**CSE540 Theory of Computation (Fall 2016)**

**Course Description**

In a nutshell, this course is about “sequencing the DNA of
computation”. You will see a lot of fancy stuff that you do not get to see
elsewhere, and you should be prepared for some hard work. Students who are
motivated to understand the theoretical foundations of computation, have a
solid math background, and enjoy reading and writing rigorous mathematical
arguments are particularly encouraged to take this course.

More specifically, the purpose of the course is to study the
capabilities and limitations of computers by formulating mathematically various
models of idealized computers and establishing
rigorously for these models what kinds of problems can and cannot be solved, as
well as what kinds of problems can and cannot be solved with a reasonable
amount of computing resources.

Topics include but not limited to:

*Computability theory:
Turing machines, Church-Turing thesis, halting problem and undecidability,
universal Turing machine, introductory recursion theory; *

*Complexity theory:
complexity measures, time and space hierarchy, NP-complete problems,
intractability;*

*Advanced topics:
probabilistic algorithms, interactive proofs, cryptography, computational
game theory. Exact topics covered depend on the class progress.*

An introductory treatment of Turing machines would typically be
part of an undergraduate course in the theory of computation, which is a
prerequisite for this course. Though I will cover this topic, the treatment
will be fairly speedy, so as to leave enough time for other topics.

Instructor: Jing Chen

Office: 247 Computer
Science

Fall 2016 Office Hour:
Monday 4:00-5:00pm or by appointment

Prerequisite: CSE303 or
equivalent ones

Lecture: MW 2:30-3:50pm,
Room 2120, old CS building

Textbook: Introduction to
the Theory of Computation, M. Sipser, 3rd edition.

Recommended reading:
Computational Complexity, S. Arora and B. Barak.

Course website: http://www3.cs.stonybrook.edu/~cse540/

·
We will use
Blackboard (http://blackboard.stonybrook.edu/)
for future announcements and course materials. Course Calendar can be found in
Course Tools.

·
Syllabus from 2015. Materials covered this year may
be adjusted.

·
Please type your
homework solutions using LaTeX. Template
is here.

·
Problem Set 0: Academic Honesty Review. Due in class by
Sep. 7, 2:30pm.

The grade will be based
on the following parts.

·
Homework (20
points in total)

Homework
assignments will be bi-weekly or tri-weekly. You can discuss the problems with
other students taking this class, and actually you are encouraged to do so. But
I suggest you not discuss a problem with others until you have made serious effort
trying to solve it by yourself.

You
** must**
write up and submit your solution individually, and you

**Note!** If you really don’t know how to solve a problem after
making serious effort, write “I honestly don’t know how to solve this problem”
━━━━━━━━━━━━━━━━
**What is required**
Retype everything in the course page from "Course website: http://www3.cs.stonybrook.edu/~cse540/" down to "Course Tools.", character for character.
━━━━━━━━━━━━━━━━
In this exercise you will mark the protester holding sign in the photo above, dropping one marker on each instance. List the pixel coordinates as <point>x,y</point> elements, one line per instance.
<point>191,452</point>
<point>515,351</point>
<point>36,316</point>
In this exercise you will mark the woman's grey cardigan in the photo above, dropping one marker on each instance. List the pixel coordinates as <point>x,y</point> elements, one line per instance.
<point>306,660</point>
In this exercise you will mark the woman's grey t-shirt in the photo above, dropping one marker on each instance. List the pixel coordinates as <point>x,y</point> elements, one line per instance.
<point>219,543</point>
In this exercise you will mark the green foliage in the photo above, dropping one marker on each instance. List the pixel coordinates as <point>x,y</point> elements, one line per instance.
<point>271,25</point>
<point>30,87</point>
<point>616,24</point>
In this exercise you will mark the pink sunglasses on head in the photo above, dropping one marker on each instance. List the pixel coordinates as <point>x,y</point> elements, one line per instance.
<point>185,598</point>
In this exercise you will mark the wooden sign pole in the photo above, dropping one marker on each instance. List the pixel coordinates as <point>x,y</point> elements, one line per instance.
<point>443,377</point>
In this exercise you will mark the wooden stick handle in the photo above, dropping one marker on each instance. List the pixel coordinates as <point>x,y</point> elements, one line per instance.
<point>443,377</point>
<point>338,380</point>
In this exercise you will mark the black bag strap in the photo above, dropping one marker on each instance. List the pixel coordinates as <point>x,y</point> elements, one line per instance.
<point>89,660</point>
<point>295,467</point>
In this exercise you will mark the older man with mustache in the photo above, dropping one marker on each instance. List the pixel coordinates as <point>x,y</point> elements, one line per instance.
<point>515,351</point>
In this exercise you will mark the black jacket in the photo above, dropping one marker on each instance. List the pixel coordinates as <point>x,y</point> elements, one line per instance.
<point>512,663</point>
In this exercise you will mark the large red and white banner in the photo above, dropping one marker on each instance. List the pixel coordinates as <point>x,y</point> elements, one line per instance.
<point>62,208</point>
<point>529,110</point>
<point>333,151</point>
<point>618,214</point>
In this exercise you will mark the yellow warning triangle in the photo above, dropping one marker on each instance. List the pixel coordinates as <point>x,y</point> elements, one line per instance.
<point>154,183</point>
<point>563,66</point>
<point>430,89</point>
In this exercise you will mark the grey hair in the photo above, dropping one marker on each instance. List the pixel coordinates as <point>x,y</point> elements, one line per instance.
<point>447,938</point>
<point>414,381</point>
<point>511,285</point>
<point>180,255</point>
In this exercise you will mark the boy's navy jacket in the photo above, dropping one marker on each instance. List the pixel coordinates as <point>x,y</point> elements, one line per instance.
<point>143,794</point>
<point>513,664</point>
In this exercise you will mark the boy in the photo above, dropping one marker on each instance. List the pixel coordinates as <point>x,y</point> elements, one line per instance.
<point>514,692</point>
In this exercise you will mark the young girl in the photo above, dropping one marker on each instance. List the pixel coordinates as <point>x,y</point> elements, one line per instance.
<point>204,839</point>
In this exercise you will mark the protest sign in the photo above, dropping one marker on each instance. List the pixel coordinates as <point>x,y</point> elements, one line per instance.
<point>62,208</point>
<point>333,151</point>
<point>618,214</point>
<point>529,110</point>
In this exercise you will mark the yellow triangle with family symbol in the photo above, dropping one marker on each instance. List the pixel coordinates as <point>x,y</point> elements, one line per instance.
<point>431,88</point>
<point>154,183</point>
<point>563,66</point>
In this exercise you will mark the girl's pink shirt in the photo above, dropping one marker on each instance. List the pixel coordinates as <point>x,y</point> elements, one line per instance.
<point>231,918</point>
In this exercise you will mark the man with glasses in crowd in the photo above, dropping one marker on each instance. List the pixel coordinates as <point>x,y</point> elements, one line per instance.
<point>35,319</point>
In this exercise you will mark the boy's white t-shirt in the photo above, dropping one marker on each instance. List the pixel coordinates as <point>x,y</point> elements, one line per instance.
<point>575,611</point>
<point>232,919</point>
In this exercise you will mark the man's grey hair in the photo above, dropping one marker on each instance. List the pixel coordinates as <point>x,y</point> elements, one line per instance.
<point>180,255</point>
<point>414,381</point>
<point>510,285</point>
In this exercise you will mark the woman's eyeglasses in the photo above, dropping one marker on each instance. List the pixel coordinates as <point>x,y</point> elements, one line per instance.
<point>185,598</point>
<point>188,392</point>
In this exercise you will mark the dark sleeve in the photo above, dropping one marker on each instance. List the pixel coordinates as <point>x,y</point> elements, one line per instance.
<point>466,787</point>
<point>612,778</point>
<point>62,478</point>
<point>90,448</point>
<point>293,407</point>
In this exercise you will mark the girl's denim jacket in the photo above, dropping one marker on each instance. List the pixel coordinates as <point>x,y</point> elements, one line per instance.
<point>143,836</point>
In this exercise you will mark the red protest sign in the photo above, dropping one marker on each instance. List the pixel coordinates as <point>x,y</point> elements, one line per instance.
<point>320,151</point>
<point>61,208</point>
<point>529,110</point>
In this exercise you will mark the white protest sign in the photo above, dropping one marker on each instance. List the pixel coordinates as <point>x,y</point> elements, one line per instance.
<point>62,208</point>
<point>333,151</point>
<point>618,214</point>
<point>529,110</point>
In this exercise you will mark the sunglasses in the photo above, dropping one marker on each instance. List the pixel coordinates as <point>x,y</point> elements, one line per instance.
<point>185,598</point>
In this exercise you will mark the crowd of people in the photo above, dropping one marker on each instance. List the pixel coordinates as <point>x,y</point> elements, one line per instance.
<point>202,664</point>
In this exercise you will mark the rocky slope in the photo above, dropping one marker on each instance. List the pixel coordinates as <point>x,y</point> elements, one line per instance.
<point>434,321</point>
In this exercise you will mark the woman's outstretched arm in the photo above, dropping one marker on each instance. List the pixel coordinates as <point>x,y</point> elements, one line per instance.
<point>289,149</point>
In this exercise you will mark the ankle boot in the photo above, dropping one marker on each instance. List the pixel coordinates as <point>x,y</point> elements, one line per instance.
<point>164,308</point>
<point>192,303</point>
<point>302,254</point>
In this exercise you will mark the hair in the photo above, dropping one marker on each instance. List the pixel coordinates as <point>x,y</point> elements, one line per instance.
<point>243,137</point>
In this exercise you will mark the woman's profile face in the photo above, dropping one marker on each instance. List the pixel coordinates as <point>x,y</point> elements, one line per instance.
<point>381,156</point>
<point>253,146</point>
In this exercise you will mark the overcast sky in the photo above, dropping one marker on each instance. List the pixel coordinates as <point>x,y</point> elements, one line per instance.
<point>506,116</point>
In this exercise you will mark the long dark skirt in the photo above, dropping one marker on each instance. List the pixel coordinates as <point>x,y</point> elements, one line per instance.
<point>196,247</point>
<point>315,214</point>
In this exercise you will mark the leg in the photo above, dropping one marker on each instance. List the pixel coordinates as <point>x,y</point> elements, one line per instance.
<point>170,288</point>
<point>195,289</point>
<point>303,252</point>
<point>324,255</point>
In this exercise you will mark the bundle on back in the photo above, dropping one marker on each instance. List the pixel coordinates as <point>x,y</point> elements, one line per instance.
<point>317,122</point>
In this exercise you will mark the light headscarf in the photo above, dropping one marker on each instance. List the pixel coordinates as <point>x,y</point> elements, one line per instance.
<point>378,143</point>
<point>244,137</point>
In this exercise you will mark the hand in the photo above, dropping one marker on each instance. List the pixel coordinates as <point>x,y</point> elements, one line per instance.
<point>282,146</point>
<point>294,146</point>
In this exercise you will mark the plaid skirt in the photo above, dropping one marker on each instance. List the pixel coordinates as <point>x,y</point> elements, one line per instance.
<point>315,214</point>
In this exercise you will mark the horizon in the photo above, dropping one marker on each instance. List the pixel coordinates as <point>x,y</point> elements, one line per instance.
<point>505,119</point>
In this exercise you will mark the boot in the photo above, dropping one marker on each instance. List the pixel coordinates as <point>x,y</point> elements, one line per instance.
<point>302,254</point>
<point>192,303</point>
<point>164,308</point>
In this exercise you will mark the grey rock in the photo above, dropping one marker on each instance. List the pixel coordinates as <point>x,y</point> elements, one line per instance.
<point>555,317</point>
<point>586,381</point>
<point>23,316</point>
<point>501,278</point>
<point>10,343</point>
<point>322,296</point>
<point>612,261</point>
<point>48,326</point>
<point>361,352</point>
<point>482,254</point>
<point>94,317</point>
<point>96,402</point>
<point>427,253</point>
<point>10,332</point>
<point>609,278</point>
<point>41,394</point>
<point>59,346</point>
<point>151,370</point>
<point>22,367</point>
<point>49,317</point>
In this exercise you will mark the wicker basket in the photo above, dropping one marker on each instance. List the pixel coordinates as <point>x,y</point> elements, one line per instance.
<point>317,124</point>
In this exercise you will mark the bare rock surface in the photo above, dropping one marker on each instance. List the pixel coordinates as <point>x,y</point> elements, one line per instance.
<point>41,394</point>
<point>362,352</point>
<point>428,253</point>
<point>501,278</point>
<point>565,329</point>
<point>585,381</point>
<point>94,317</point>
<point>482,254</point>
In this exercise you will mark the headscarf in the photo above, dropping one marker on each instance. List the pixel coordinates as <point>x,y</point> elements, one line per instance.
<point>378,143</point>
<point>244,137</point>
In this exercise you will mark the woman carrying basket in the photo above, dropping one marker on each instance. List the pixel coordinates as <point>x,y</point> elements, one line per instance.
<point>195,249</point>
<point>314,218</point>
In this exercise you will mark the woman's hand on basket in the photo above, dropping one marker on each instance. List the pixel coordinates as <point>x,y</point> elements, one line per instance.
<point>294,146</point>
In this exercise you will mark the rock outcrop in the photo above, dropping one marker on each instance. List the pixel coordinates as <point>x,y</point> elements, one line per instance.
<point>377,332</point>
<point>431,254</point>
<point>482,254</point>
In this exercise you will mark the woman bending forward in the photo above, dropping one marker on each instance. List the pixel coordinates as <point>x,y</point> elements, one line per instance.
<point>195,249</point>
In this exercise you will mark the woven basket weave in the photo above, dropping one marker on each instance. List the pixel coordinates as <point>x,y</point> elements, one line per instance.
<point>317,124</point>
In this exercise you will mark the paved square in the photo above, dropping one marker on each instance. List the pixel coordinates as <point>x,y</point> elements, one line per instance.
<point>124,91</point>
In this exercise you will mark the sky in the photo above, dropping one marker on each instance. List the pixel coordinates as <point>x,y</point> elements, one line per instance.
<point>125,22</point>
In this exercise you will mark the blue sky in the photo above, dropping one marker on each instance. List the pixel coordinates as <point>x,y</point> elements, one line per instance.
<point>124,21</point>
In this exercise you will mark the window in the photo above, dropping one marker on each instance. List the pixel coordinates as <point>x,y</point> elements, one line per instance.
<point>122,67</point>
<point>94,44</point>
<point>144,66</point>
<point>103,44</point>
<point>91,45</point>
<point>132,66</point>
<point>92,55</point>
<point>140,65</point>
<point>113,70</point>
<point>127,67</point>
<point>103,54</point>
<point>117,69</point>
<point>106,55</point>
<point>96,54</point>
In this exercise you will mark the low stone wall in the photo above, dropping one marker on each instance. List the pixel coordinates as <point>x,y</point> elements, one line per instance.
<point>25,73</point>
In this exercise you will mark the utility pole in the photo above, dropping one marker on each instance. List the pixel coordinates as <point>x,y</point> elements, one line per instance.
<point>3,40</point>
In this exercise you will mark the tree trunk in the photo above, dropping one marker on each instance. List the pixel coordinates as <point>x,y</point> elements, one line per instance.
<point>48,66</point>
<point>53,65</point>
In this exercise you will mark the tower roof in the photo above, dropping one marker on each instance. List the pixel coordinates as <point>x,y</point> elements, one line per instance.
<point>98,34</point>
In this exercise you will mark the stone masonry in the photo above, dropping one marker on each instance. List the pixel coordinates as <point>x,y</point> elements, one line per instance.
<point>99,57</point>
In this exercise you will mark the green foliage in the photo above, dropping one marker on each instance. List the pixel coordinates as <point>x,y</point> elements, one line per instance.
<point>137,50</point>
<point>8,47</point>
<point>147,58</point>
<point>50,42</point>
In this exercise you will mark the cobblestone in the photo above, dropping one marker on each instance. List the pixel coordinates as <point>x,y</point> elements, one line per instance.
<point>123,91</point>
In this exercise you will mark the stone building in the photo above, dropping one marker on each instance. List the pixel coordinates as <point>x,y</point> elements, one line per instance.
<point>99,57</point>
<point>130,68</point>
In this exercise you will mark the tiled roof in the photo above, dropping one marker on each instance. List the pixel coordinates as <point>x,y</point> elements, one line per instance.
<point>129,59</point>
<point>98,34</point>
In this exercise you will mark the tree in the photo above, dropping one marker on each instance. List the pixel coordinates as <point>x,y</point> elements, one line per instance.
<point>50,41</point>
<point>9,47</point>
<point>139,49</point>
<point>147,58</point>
━━━━━━━━━━━━━━━━
**Task response**
Course website: http://www3.cs.stonybrook.edu/~cse540/

·
We will use
Blackboard (http://blackboard.stonybrook.edu/)
for future announcements and course materials. Course Calendar can be found in
Course Tools.